### Text
==========
Low loss SiN films for integrated photonics deposited by PVD at low temperature

Eva Kempf; Eva Kempf; Michele Calvo; Florian Domengie; Stephane Monfray; Frederic Boeuf; Paul G. Charette; Regis Orobtchouk

doi:10.1364/OME.482742

1. Introduction

Silicon photonics has undergone extensive development during the last three decades thanks to the transparency and high refractive index of silicon in the near infrared, as well as advanced CMOS manufacturing, allowing size reduction and large-scale integration of passive building blocks for optical routing [1–2] and efficient modulation [3–6]. The lack of active functions such as optical sources and detectors is due to the indirect band gap of silicon. When an active device is needed, heterogeneous integration of III-V [7] and Ge on Si [8–9] materials is widely used on 300 mm wafer photonic platforms fabrication [10–11].
==========
### Data block
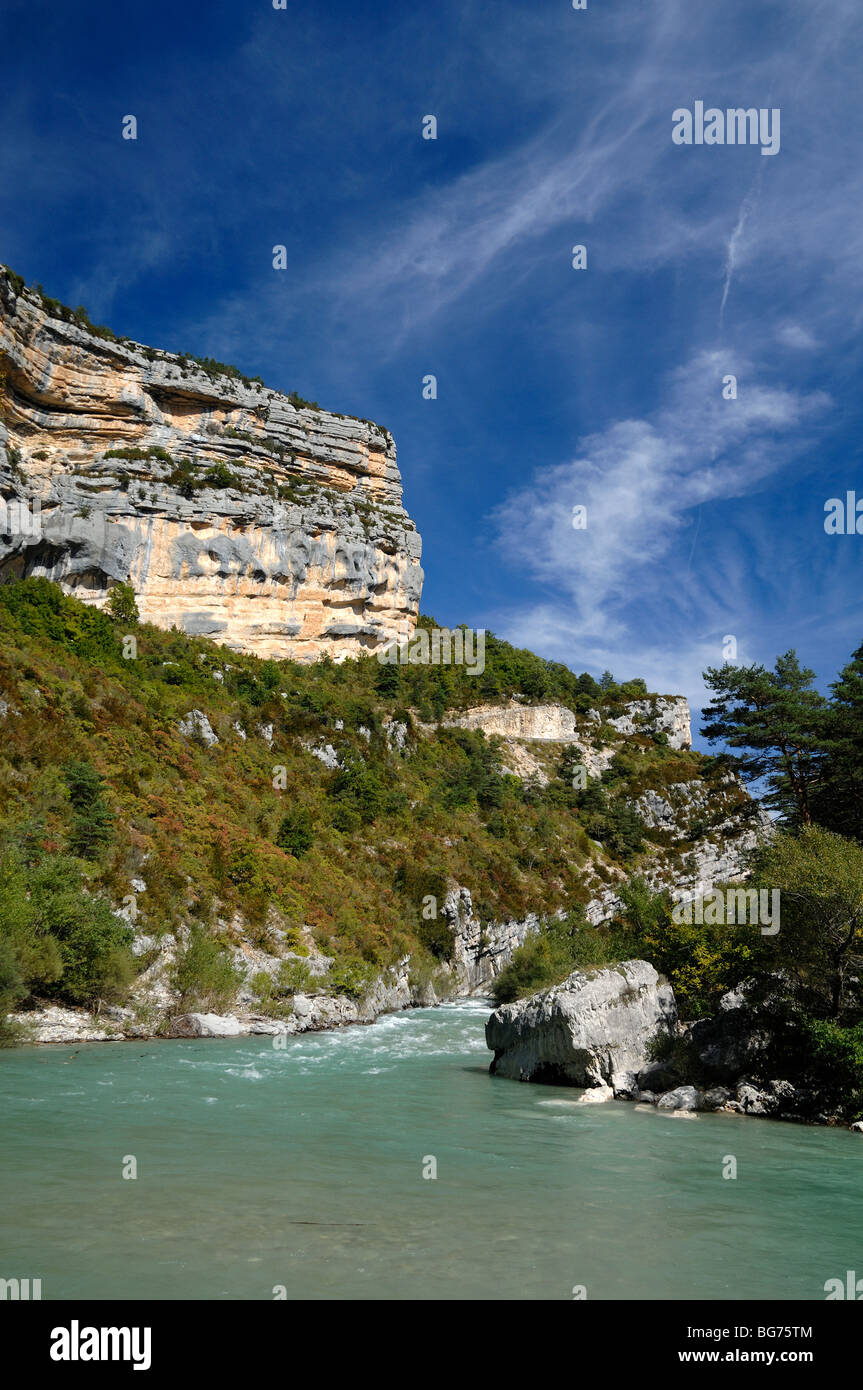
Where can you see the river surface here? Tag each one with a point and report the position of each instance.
(302, 1169)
==========
### What you have to do
Transcribe the passage of the SiN film text from "Silicon photonics has" up to and including "platforms fabrication [10–11].".

### Answer to the problem
Silicon photonics has undergone extensive development during the last three decades thanks to the transparency and high refractive index of silicon in the near infrared, as well as advanced CMOS manufacturing, allowing size reduction and large-scale integration of passive building blocks for optical routing [1–2] and efficient modulation [3–6]. The lack of active functions such as optical sources and detectors is due to the indirect band gap of silicon. When an active device is needed, heterogeneous integration of III-V [7] and Ge on Si [8–9] materials is widely used on 300 mm wafer photonic platforms fabrication [10–11].